● **Task to carry out**:
I would like you to restate each record word for word.

[Input records]

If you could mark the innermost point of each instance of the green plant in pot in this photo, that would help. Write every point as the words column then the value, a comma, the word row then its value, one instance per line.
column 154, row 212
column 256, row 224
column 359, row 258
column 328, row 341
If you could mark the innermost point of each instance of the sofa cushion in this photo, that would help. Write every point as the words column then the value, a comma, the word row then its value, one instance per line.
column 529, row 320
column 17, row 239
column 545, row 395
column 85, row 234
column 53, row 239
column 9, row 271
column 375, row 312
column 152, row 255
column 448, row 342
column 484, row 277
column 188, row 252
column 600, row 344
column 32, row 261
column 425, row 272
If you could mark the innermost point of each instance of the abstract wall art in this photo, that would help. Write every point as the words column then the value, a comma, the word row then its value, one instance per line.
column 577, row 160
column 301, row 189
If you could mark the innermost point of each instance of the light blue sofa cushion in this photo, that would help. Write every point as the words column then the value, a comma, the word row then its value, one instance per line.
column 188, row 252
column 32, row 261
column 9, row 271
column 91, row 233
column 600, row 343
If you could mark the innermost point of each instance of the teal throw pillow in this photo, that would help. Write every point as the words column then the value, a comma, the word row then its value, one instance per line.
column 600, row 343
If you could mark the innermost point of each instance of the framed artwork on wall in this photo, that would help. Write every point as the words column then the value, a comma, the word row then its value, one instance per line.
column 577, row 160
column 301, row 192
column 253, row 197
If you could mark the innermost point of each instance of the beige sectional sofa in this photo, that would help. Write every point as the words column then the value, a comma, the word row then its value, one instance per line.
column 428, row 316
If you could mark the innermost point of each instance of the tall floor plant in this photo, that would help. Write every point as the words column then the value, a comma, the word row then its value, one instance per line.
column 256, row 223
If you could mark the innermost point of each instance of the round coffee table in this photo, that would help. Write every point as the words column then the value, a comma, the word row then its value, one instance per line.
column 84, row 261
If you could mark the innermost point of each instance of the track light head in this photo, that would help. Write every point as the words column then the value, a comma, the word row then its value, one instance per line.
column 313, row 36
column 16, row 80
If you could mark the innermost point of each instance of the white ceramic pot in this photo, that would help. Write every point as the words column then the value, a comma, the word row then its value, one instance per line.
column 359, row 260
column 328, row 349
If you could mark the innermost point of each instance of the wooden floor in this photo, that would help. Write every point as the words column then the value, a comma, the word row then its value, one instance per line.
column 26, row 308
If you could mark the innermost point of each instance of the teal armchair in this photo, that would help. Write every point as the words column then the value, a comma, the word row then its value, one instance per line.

[/Input records]

● **Solution to this task**:
If you could mark the innermost point of each instance of the green plant in pot in this photo, that would help. Write every point as the words column then the value, a comma, the word row then its value, one instance per line.
column 154, row 212
column 256, row 224
column 359, row 258
column 328, row 341
If you could mark the innermost point of each instance of the sofa cushion in this photo, that would help. Write every point as the words column then the value, a comma, the word row then its value, one instance per line.
column 529, row 320
column 17, row 239
column 545, row 395
column 85, row 234
column 53, row 239
column 9, row 271
column 375, row 312
column 152, row 255
column 448, row 342
column 484, row 277
column 188, row 252
column 600, row 344
column 32, row 261
column 425, row 272
If you could mark the innermost point of each instance of the abstract wall art in this photo, that would help. Write every point as the words column then the value, a comma, the word row then its value, one instance per line.
column 577, row 160
column 301, row 189
If you could mark the innermost point of each instance of the light blue sofa cushion in this photo, that would help. Write every point as the words column then the value, a comma, the word row then its value, one instance per line.
column 188, row 252
column 32, row 261
column 9, row 271
column 91, row 233
column 600, row 343
If you could mark the innermost point of each instance of the teal throw pillow in this photo, that would help. Write every point as the words column then the value, a comma, the word row then its value, one instance per line.
column 600, row 343
If you could mark the innermost point of each instance of the framed artwork on wall in this photo, that would help. Write every point as the words column then the value, a comma, the word row then its value, one instance per line.
column 577, row 160
column 301, row 192
column 253, row 197
If you could mark the innermost point of each instance of the beige sectional sofa in this photo, that would help. Write every point as the words column then the value, a comma, the word row then its value, one instance per line.
column 428, row 316
If you could mark the innermost point of each instance of the tall floor plant in this photo, that would help. Write every point as the words column then the value, a comma, the word row then its value, one instance per line.
column 256, row 223
If you could mark the innermost point of each instance of the round coffee table in this photo, that would help. Write every point as the words column then the value, a comma, the word row then its value, one instance per line.
column 84, row 261
If you could mark the innermost point of each instance of the track light head in this photo, that would help. Write every point as the words column then the value, a comma, the word row then its value, one instance per line.
column 313, row 36
column 16, row 80
If you could mark the innermost point of each instance of the white ceramic pot in this photo, that would help. Write every point as the words column then the value, a comma, the word row then its value, one instance per line.
column 359, row 260
column 328, row 349
If you could mark the innermost point of each instance of the wooden floor in this photo, that would help. Write every point as the words column then the value, a comma, the word row then its value, one instance per line.
column 26, row 308
If you could mark the innermost point of each instance of the teal armchair in this photo, that would help. Write every point as the words column then the value, a comma, the word row then its value, one instance per line.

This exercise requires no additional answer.